## Available data
----

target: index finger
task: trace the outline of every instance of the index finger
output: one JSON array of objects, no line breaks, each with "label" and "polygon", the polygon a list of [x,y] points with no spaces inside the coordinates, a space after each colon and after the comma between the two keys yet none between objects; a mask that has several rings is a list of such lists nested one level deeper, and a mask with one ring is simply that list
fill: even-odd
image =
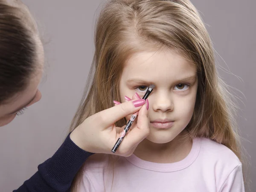
[{"label": "index finger", "polygon": [[[145,99],[142,99],[132,100],[100,111],[98,115],[102,121],[99,122],[105,126],[112,125],[128,115],[138,111],[145,102]],[[134,103],[136,104],[134,105]]]}]

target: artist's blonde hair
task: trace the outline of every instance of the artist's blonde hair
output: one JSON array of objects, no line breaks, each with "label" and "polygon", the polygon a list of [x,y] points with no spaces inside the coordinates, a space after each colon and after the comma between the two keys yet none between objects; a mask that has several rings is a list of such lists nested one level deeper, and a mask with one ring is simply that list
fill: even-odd
[{"label": "artist's blonde hair", "polygon": [[[98,20],[95,44],[91,69],[94,75],[88,81],[70,131],[88,116],[112,107],[113,100],[121,100],[119,81],[129,57],[148,49],[167,48],[197,67],[195,111],[186,128],[190,137],[221,143],[242,162],[235,105],[216,71],[209,35],[189,0],[109,0]],[[125,123],[122,119],[117,124]]]}]

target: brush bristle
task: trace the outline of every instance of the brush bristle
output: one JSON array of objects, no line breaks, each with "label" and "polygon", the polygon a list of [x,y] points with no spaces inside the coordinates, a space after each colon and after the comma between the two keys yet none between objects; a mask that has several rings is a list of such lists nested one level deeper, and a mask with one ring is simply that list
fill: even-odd
[{"label": "brush bristle", "polygon": [[155,87],[155,86],[154,84],[151,84],[149,86],[149,88],[151,88],[152,89],[153,89]]}]

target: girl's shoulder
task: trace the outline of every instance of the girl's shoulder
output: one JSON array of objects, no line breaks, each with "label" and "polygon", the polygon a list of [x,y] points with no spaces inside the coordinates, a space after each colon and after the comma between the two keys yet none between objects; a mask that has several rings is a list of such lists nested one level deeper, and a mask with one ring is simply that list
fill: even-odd
[{"label": "girl's shoulder", "polygon": [[231,167],[241,164],[234,152],[224,145],[204,137],[201,138],[201,140],[200,158]]}]

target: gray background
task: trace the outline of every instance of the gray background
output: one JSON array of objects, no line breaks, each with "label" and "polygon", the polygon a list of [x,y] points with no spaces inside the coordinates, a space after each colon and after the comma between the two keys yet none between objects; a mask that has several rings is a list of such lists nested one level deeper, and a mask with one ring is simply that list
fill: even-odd
[{"label": "gray background", "polygon": [[[102,0],[23,0],[38,21],[46,43],[43,96],[21,116],[0,128],[0,191],[18,188],[38,165],[57,150],[67,134],[80,101],[93,53],[93,27]],[[238,122],[256,179],[256,1],[192,0],[201,12],[220,56],[217,61],[241,78],[219,70],[224,80],[245,97],[239,102]],[[223,59],[222,59],[222,58]],[[247,141],[248,140],[250,142]],[[252,185],[256,189],[256,183]]]}]

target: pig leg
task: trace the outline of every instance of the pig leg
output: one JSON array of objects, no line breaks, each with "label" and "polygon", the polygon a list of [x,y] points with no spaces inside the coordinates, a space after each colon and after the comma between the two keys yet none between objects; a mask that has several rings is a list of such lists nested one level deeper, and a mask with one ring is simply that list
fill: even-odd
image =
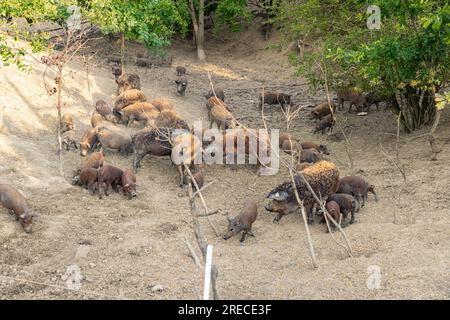
[{"label": "pig leg", "polygon": [[251,230],[252,230],[252,227],[248,228],[248,230],[246,232],[250,237],[254,237],[255,235],[253,234],[253,232]]},{"label": "pig leg", "polygon": [[242,232],[242,237],[241,237],[241,240],[239,240],[239,241],[244,242],[246,235],[247,235],[247,231]]},{"label": "pig leg", "polygon": [[314,204],[310,204],[308,206],[305,206],[306,216],[308,218],[308,224],[312,224],[314,222],[313,220],[313,214],[312,214],[312,208]]},{"label": "pig leg", "polygon": [[178,186],[182,187],[184,185],[184,173],[183,173],[183,166],[179,165],[177,166],[178,175],[180,177],[180,183]]},{"label": "pig leg", "polygon": [[348,113],[351,113],[353,110],[353,102],[350,102],[350,105],[348,107]]},{"label": "pig leg", "polygon": [[273,222],[278,223],[282,217],[283,217],[282,213],[277,214],[277,216],[275,218],[273,218]]},{"label": "pig leg", "polygon": [[135,153],[134,160],[133,160],[134,173],[136,173],[137,168],[139,168],[141,166],[141,161],[145,157],[145,155],[146,155],[145,153],[143,153],[143,154]]},{"label": "pig leg", "polygon": [[351,216],[350,216],[349,224],[353,224],[353,222],[355,222],[355,208],[352,208],[352,211],[350,214],[351,214]]}]

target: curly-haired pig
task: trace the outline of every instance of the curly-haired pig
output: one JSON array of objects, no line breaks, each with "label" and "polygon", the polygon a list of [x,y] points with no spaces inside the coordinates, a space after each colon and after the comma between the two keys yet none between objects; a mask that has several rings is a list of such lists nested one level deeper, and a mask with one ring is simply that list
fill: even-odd
[{"label": "curly-haired pig", "polygon": [[356,198],[361,207],[364,207],[366,203],[368,192],[373,193],[375,201],[378,201],[375,186],[358,176],[348,176],[339,180],[339,188],[336,191],[336,193],[351,194]]},{"label": "curly-haired pig", "polygon": [[243,231],[243,233],[240,242],[244,242],[245,236],[247,234],[250,236],[254,236],[251,230],[257,216],[258,207],[256,205],[256,202],[249,201],[240,214],[238,214],[234,218],[228,217],[228,228],[223,238],[227,240],[232,236],[239,234],[241,231]]},{"label": "curly-haired pig", "polygon": [[90,128],[86,130],[80,140],[80,153],[85,157],[88,151],[92,151],[97,147],[97,128]]},{"label": "curly-haired pig", "polygon": [[339,110],[344,107],[344,102],[350,102],[350,106],[348,107],[349,113],[352,111],[353,106],[355,106],[357,110],[361,110],[367,103],[366,96],[363,93],[358,92],[355,88],[344,88],[339,90],[337,93],[337,100]]},{"label": "curly-haired pig", "polygon": [[95,102],[95,111],[100,113],[105,119],[112,115],[112,107],[105,100],[97,100]]},{"label": "curly-haired pig", "polygon": [[123,73],[117,80],[117,92],[121,94],[130,89],[141,90],[141,79],[135,73]]},{"label": "curly-haired pig", "polygon": [[285,104],[292,105],[293,101],[292,96],[287,93],[267,91],[264,92],[264,96],[262,94],[259,95],[259,107],[262,108],[263,104],[278,104],[284,108]]},{"label": "curly-haired pig", "polygon": [[316,126],[314,133],[321,132],[322,134],[325,134],[325,130],[328,129],[328,132],[331,134],[333,133],[335,120],[333,115],[328,115],[324,119],[322,119]]},{"label": "curly-haired pig", "polygon": [[344,220],[347,218],[347,215],[350,213],[350,224],[355,221],[355,212],[358,211],[358,201],[356,199],[345,193],[335,193],[328,197],[327,202],[335,201],[339,204],[339,208],[341,209],[341,213],[344,215]]},{"label": "curly-haired pig", "polygon": [[206,100],[208,100],[211,97],[217,97],[220,100],[222,100],[223,102],[225,102],[225,94],[223,93],[223,89],[222,88],[214,88],[214,91],[213,90],[209,90],[203,96],[205,97]]},{"label": "curly-haired pig", "polygon": [[322,120],[323,117],[332,114],[335,109],[336,106],[334,104],[329,105],[328,102],[321,103],[311,111],[312,119]]},{"label": "curly-haired pig", "polygon": [[70,151],[70,148],[78,149],[78,143],[76,141],[75,130],[69,130],[62,134],[62,145],[66,151]]},{"label": "curly-haired pig", "polygon": [[128,133],[101,127],[97,131],[97,137],[104,148],[116,149],[123,156],[133,153],[133,143]]},{"label": "curly-haired pig", "polygon": [[89,191],[95,194],[98,190],[98,169],[84,168],[80,172],[79,185],[86,187]]},{"label": "curly-haired pig", "polygon": [[33,215],[30,214],[25,197],[13,186],[0,184],[0,203],[12,211],[16,220],[26,233],[30,233],[33,224]]},{"label": "curly-haired pig", "polygon": [[92,116],[91,116],[91,126],[92,126],[92,128],[97,127],[102,122],[103,122],[103,116],[100,113],[98,113],[97,111],[94,111],[92,113]]},{"label": "curly-haired pig", "polygon": [[102,197],[102,190],[105,196],[109,196],[108,191],[111,187],[115,192],[119,192],[118,187],[122,186],[122,176],[123,170],[110,164],[105,164],[98,169],[98,192],[100,198]]}]

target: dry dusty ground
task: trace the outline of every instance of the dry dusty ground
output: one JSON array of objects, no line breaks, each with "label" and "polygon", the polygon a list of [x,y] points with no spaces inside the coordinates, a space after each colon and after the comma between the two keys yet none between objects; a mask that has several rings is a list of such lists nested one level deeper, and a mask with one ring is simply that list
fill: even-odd
[{"label": "dry dusty ground", "polygon": [[[131,61],[138,45],[128,47],[129,70],[141,76],[149,98],[169,97],[178,111],[192,123],[206,119],[202,93],[208,89],[207,71],[215,84],[226,89],[227,102],[236,117],[250,127],[261,127],[255,106],[262,86],[283,89],[304,104],[323,99],[310,94],[304,81],[293,77],[283,52],[265,49],[260,39],[223,40],[208,49],[208,63],[195,62],[195,53],[183,43],[171,49],[174,66],[186,65],[189,86],[185,97],[175,95],[174,67],[142,69]],[[234,39],[236,40],[236,39]],[[246,43],[252,43],[252,47]],[[90,126],[94,100],[111,101],[116,86],[107,63],[116,50],[100,41],[92,52],[89,92],[80,57],[71,64],[74,73],[66,81],[64,110],[76,116],[79,135]],[[194,243],[186,188],[177,186],[176,170],[168,158],[147,157],[139,171],[139,197],[131,201],[120,194],[99,200],[70,184],[72,171],[81,161],[77,152],[64,153],[65,178],[58,176],[56,156],[56,112],[42,85],[42,67],[30,61],[33,71],[24,74],[14,67],[0,69],[0,102],[8,108],[0,133],[0,181],[11,183],[26,194],[38,214],[34,232],[22,232],[18,223],[0,209],[0,298],[1,299],[195,299],[201,271],[189,257],[182,238]],[[269,111],[270,128],[283,128],[284,117]],[[264,196],[287,180],[286,170],[275,176],[256,176],[251,166],[232,170],[225,166],[204,168],[205,192],[210,208],[237,212],[247,201],[259,202],[259,217],[253,226],[256,237],[244,245],[237,237],[228,241],[215,237],[202,221],[208,242],[214,247],[219,269],[218,285],[224,299],[449,299],[450,298],[450,117],[448,110],[437,131],[443,148],[439,160],[430,162],[429,146],[423,138],[408,141],[402,135],[400,160],[407,183],[381,152],[395,158],[395,120],[389,112],[367,117],[339,114],[351,141],[354,172],[375,184],[380,201],[372,196],[357,222],[345,231],[354,257],[338,247],[325,226],[311,227],[320,268],[314,270],[301,216],[284,217],[272,223],[264,210]],[[345,143],[326,135],[312,134],[308,111],[294,120],[294,134],[301,140],[327,143],[341,175],[351,174]],[[420,135],[426,132],[414,133]],[[121,167],[131,165],[107,152],[107,160]],[[220,229],[223,214],[212,216]],[[66,289],[66,270],[80,268],[81,290]],[[368,289],[370,266],[378,266],[378,289]],[[16,278],[16,280],[11,280]],[[69,278],[70,279],[70,278]],[[24,281],[26,280],[26,281]],[[28,281],[28,282],[27,282]],[[33,281],[34,283],[31,283]],[[370,281],[369,281],[370,282]],[[153,292],[160,284],[163,290]]]}]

----

## Objective
Please switch "trace" to "draw" in the lines from the start of the data through the line that has "task: trace the outline of every instance of the index", leaving everything else unchanged. Return only those lines.

## Result for this exercise
target: index finger
task: draw the outline of every instance of the index finger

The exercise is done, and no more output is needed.